» **Stated task**: According to the JVM tuning notes below, which garbage collector does the author recommend trying for standard Java applications that do a lot of GC with mainly short-lived objects?

» **Document extract**:
Please note some of these flags are now on by option … sorry I havent checked, still worth bringing them to attention I think.

For standard java applications which do lots of GC with mainly short lived objects, I would recommend try the G1 collector … for market data I found it much better than concurrent mark sweep. I will blog about that another time … spent weeks tuning poorly designed apps (advice don’t bother buy Zing).

Note each Java upgrade brings new options and tweaks existing performance, sometimes up, sometimes down, so re-benchmark each Java upgrade.

Treat micro benchmarks with care, discuss the Generics benchmark and explain how on PC was different to Linux

Avoid BiasedLocks … they incur regular millisecond latency in systems I have tested

JVM Args for Recording Jitter (JIT/GC)

-XX:+ 
PrintCompilation
-XX:+
CITime  
-XX:+
UnlockDiagnosticVMOptions
-XX:+
PrintInlining
-XX:+
LogCompilation
-verbose:
gc
-XX:+
PrintGCTimeStamps
-XX:+
PrintGCDetails

Rather than regurgitate what I previously googled on understanding output from PrintCompilation :- http://blog.joda.org/2011/08/printcompilation-jvm-flag.html

For ultra low latency you want no GC and no JIT, so in SMT I preallocate pools and run warmup code then invoke System.gc(). I take note of the last compilation entry then while re-running controlled bench test look for new JIT output (generally recompilation). When this occurs I go back to the warmup code and find out why the warmup code had to be recompiled. This generally comes down to either the code not being warmed up, or the routine was too complicated for the compiler. Either add further warmup code or simplify the routine. Adding final everywhere really helps.

» **Extracted entries**:
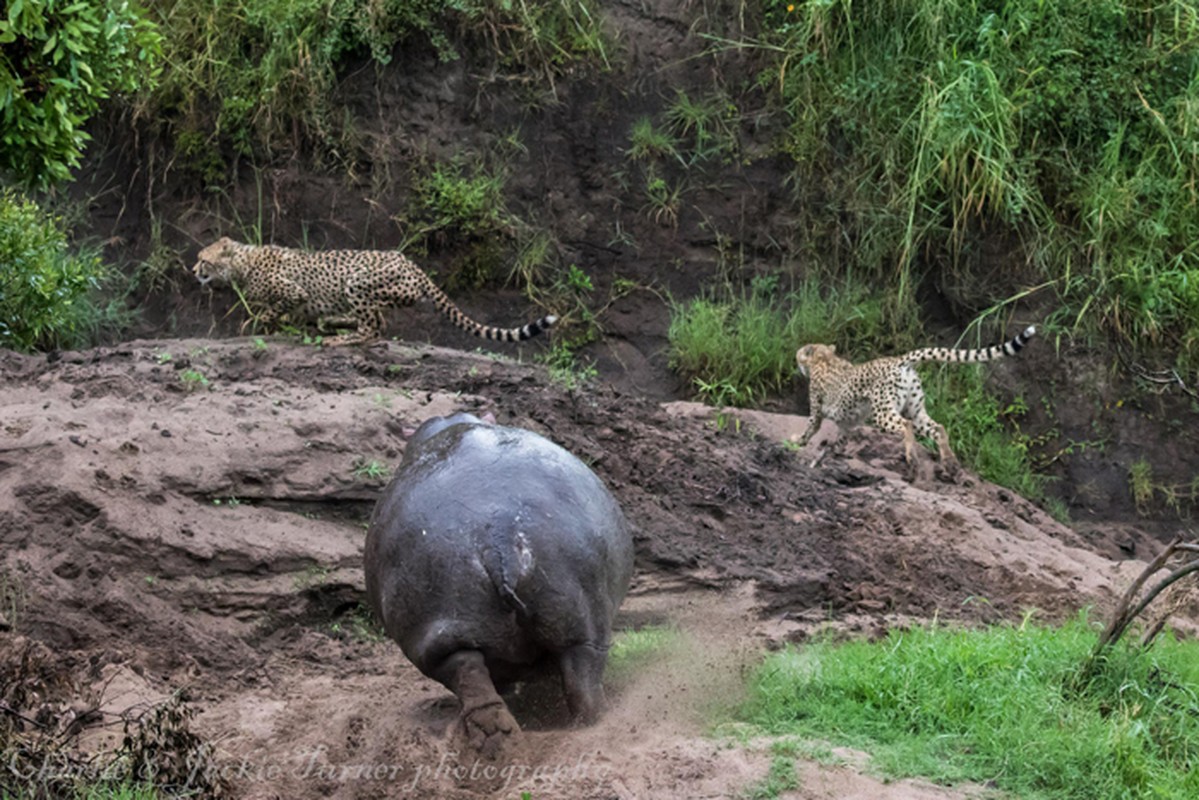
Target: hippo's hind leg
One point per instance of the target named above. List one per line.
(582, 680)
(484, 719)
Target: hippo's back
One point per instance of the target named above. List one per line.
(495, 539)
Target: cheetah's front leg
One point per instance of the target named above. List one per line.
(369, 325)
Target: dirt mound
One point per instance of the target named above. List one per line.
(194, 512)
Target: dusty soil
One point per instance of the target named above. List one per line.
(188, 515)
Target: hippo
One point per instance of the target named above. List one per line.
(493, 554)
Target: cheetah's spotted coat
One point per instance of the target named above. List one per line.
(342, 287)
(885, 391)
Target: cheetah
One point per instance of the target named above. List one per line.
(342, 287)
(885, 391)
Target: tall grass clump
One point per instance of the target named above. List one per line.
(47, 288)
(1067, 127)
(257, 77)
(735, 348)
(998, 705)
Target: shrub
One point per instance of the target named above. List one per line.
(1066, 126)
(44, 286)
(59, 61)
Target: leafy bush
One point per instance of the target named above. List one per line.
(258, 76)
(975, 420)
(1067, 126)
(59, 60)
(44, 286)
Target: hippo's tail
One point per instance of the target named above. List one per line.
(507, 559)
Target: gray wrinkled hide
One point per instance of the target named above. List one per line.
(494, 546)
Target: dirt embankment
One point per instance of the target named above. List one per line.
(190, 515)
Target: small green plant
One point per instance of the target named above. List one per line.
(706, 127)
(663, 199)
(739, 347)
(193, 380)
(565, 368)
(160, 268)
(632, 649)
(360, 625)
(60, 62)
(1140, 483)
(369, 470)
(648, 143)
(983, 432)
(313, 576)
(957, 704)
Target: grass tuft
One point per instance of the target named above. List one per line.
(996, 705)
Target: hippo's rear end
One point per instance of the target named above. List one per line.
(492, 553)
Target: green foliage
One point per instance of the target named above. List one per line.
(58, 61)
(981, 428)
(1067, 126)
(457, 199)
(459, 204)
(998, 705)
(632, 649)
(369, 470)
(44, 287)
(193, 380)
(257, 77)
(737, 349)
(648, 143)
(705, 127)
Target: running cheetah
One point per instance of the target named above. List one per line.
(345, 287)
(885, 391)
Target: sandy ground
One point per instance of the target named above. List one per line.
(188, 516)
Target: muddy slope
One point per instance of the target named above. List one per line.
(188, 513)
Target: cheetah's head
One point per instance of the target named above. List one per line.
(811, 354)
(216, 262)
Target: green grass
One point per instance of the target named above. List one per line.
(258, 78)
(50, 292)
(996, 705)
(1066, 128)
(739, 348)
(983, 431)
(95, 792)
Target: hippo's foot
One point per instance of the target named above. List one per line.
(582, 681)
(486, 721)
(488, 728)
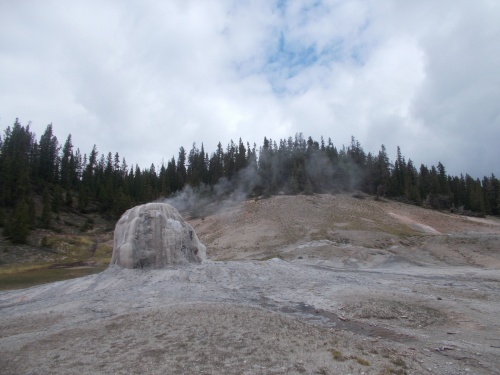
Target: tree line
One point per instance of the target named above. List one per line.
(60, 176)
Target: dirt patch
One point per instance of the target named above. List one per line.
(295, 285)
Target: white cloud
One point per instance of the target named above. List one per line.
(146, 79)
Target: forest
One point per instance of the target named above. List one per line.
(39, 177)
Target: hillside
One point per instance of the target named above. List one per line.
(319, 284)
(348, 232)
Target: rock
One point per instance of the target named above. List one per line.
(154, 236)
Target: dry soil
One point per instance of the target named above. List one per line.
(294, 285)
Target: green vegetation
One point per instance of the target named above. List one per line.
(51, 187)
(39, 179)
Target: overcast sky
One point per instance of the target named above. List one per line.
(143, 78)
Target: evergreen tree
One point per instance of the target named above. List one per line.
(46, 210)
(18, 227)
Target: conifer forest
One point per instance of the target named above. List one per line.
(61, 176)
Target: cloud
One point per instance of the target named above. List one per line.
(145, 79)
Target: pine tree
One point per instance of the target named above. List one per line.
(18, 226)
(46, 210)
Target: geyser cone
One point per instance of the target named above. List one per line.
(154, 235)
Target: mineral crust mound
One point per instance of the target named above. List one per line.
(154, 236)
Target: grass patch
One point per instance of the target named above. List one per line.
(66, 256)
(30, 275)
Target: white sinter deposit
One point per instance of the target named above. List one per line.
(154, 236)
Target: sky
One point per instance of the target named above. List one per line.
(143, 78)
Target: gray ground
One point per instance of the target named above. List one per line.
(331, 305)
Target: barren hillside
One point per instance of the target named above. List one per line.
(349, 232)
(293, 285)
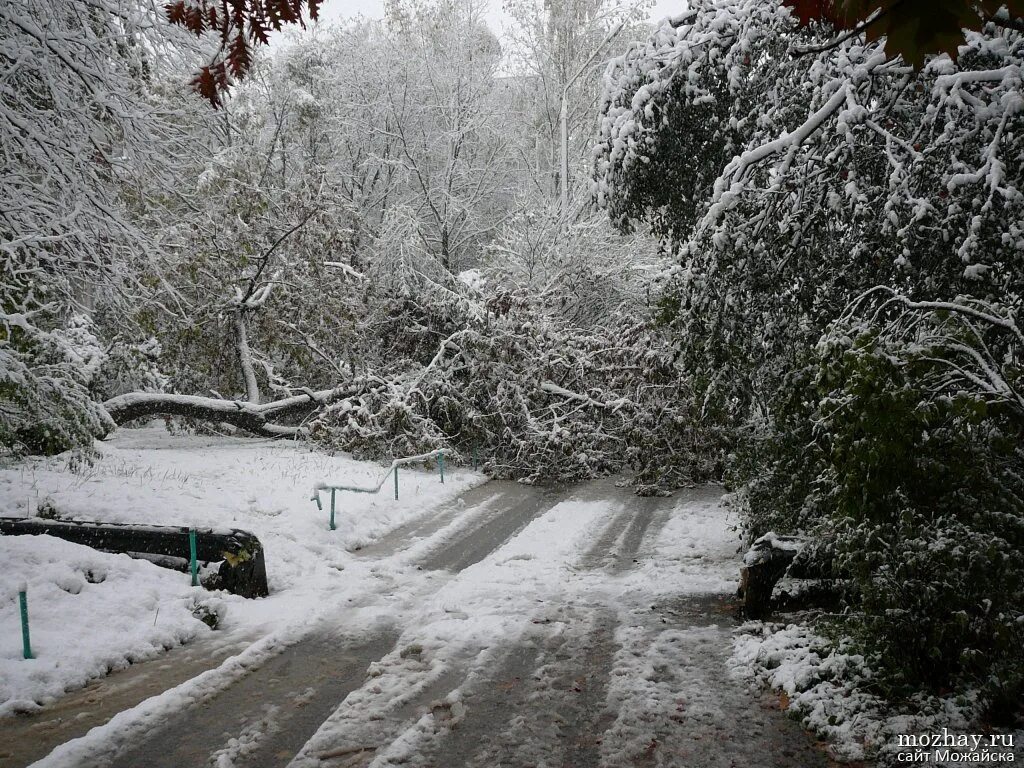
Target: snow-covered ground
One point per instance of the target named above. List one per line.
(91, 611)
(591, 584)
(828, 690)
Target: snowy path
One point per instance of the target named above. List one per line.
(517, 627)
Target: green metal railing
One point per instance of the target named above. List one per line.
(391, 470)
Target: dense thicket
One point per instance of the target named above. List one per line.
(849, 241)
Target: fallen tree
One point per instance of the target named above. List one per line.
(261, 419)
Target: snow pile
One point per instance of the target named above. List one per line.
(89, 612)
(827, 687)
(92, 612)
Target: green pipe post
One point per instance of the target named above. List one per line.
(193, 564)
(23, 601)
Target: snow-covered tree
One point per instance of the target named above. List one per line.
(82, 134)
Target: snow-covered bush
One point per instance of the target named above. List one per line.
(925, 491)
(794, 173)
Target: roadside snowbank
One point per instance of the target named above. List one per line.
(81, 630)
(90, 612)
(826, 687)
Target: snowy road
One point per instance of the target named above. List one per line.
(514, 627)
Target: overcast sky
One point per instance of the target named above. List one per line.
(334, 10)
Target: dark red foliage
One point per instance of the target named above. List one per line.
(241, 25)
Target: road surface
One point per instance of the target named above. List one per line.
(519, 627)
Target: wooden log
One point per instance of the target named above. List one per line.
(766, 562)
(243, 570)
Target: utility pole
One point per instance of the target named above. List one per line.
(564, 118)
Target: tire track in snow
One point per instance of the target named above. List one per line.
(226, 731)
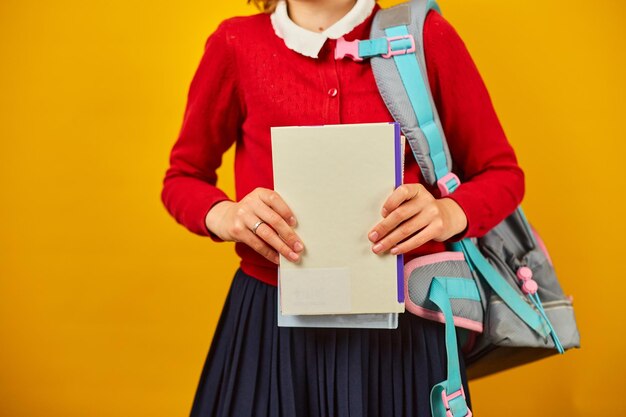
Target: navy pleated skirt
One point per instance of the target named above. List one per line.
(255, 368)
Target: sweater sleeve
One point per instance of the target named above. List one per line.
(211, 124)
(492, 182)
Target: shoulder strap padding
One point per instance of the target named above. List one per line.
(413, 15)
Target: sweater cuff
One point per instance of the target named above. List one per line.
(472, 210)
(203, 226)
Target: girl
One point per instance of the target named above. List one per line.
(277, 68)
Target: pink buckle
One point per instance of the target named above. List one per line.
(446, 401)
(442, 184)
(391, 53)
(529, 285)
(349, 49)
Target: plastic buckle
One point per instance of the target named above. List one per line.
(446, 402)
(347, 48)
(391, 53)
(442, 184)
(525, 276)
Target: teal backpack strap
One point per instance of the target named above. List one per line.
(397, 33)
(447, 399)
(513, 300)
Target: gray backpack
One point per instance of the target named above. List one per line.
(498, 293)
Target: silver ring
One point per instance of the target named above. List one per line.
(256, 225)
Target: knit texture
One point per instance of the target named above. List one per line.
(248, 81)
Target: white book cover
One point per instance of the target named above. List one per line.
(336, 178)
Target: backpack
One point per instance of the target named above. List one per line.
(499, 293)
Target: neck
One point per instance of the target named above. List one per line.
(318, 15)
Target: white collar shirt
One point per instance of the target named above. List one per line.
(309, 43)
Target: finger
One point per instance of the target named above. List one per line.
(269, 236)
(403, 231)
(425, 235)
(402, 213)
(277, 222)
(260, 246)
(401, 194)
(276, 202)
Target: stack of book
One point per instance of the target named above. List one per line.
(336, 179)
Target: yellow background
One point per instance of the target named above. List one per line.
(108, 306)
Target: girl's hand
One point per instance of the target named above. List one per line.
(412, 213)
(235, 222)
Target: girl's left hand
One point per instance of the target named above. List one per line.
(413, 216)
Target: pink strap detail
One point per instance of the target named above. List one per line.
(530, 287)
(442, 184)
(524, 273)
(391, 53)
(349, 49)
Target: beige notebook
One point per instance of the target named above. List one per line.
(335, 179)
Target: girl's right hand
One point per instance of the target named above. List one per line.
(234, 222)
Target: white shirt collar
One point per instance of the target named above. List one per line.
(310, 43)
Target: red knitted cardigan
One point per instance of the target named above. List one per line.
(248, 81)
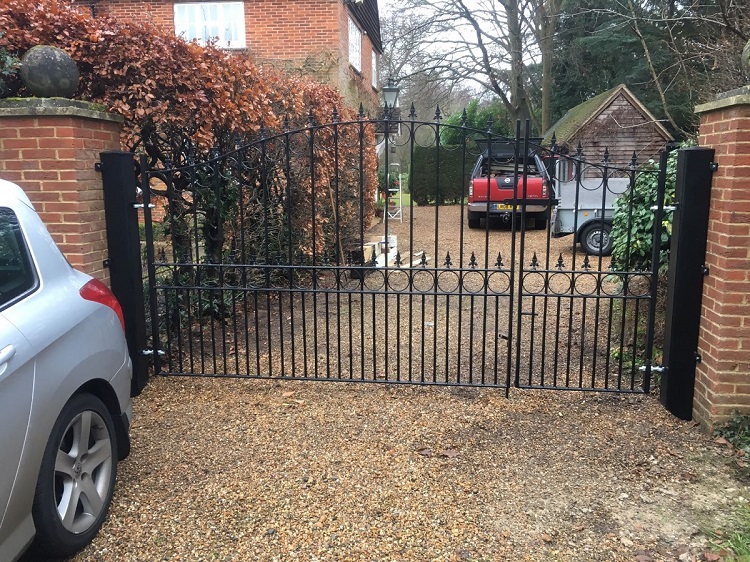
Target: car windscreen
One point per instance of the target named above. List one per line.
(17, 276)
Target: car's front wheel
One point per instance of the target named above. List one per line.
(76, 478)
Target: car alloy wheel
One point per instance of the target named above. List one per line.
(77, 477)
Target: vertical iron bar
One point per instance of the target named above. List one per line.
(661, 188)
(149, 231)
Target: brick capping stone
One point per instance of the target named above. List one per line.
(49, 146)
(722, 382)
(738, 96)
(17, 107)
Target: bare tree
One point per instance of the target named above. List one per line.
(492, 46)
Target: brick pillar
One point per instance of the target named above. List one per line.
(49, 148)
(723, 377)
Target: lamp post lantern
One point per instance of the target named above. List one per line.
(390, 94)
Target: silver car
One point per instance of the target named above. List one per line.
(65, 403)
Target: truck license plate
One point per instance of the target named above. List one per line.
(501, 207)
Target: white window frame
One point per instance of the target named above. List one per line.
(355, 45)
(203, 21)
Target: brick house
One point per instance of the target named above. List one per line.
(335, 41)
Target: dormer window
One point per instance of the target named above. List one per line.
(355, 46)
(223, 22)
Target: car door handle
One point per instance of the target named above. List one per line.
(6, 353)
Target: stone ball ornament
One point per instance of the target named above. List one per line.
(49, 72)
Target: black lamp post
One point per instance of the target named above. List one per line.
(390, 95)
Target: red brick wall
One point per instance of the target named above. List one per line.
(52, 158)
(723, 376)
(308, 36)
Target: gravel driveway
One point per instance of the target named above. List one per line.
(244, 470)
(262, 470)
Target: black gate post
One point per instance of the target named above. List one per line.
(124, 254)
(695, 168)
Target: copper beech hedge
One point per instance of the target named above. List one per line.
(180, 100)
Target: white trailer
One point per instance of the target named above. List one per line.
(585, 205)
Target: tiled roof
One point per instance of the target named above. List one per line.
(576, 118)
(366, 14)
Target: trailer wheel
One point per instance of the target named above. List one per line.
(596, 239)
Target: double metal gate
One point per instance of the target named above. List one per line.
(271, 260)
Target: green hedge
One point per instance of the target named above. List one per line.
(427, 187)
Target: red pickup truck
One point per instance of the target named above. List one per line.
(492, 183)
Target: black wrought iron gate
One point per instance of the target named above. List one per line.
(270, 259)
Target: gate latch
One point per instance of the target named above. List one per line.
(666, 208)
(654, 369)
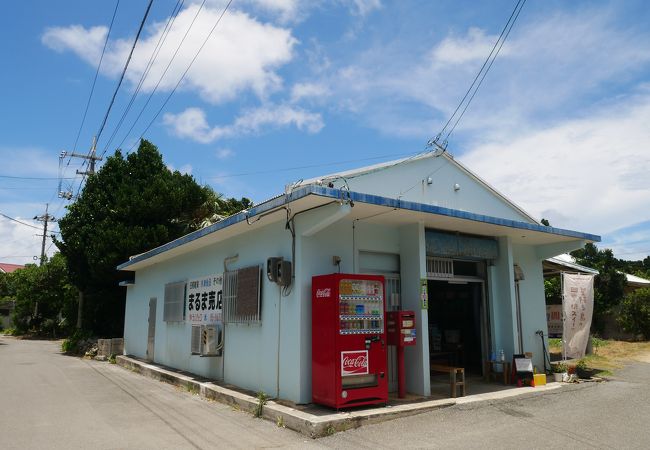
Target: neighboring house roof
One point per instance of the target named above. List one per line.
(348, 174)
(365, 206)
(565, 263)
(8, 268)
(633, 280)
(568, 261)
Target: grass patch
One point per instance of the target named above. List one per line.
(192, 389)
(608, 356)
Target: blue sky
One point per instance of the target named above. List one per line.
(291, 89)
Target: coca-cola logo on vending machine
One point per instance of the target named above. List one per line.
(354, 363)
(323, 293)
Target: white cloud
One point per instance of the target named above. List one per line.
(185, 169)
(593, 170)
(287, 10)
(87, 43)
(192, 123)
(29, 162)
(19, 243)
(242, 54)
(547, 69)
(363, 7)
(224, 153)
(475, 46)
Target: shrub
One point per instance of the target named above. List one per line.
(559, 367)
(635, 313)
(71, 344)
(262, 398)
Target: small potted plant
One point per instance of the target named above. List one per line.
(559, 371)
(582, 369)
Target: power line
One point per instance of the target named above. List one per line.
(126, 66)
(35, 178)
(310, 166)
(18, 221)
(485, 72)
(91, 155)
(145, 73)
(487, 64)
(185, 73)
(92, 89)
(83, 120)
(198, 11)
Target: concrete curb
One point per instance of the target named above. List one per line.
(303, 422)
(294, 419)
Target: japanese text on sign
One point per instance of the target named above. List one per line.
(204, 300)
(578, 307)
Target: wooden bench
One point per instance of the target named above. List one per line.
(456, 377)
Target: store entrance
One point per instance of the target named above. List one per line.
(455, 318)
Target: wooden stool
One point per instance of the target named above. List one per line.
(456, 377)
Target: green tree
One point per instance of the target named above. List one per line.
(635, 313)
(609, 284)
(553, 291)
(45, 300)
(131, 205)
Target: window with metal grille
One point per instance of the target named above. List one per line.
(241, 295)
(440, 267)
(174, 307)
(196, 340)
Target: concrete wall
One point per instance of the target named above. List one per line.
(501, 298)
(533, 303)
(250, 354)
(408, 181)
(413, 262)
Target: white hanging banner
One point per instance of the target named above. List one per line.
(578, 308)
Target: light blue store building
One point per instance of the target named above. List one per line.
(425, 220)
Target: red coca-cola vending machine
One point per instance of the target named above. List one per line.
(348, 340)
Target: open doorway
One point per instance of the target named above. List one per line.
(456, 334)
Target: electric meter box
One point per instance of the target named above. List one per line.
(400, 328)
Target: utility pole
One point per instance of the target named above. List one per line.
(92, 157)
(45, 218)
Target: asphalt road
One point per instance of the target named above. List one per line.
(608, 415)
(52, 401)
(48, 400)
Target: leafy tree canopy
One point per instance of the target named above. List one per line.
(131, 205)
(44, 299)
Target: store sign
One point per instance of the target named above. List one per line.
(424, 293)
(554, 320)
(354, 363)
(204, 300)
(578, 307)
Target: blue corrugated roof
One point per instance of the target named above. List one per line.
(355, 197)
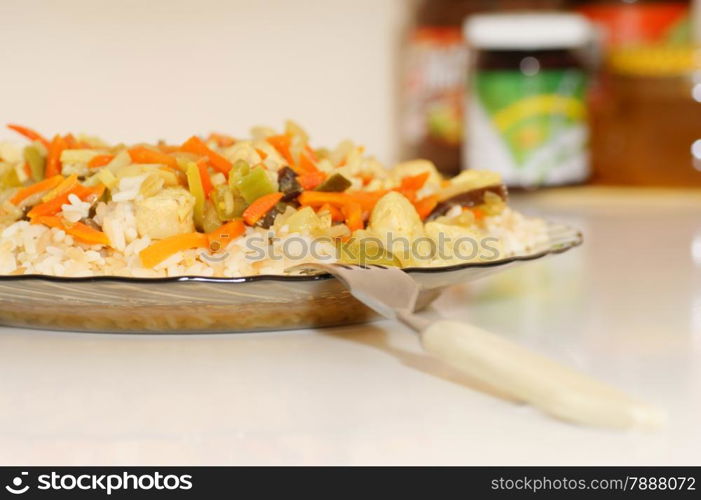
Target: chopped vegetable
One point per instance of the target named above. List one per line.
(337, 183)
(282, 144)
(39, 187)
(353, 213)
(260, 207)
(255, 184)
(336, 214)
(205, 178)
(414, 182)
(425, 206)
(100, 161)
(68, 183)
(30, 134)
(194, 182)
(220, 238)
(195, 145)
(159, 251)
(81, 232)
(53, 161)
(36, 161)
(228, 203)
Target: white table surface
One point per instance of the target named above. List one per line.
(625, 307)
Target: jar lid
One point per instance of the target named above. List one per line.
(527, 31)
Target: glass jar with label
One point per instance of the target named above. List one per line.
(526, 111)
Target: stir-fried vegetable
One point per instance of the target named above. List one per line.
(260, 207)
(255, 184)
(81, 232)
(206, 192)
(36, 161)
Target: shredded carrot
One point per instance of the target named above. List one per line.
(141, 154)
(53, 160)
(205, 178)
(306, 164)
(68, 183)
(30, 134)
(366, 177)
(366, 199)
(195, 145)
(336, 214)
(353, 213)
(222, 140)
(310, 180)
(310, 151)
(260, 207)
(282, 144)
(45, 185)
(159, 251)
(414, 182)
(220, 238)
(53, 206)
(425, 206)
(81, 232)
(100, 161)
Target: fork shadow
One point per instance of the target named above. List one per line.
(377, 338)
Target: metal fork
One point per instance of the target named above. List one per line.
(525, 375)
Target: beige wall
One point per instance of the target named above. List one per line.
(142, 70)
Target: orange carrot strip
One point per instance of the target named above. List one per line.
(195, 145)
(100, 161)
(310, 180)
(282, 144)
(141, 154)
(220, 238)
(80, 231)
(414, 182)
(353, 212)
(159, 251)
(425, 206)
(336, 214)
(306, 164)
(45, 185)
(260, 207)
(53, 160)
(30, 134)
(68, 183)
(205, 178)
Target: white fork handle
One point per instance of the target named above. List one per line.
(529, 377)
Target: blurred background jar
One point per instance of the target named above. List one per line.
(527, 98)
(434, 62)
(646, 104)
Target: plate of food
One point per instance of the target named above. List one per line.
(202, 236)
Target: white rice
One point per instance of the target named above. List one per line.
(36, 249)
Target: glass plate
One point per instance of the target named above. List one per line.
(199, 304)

» **Result for this task**: The G1 collector.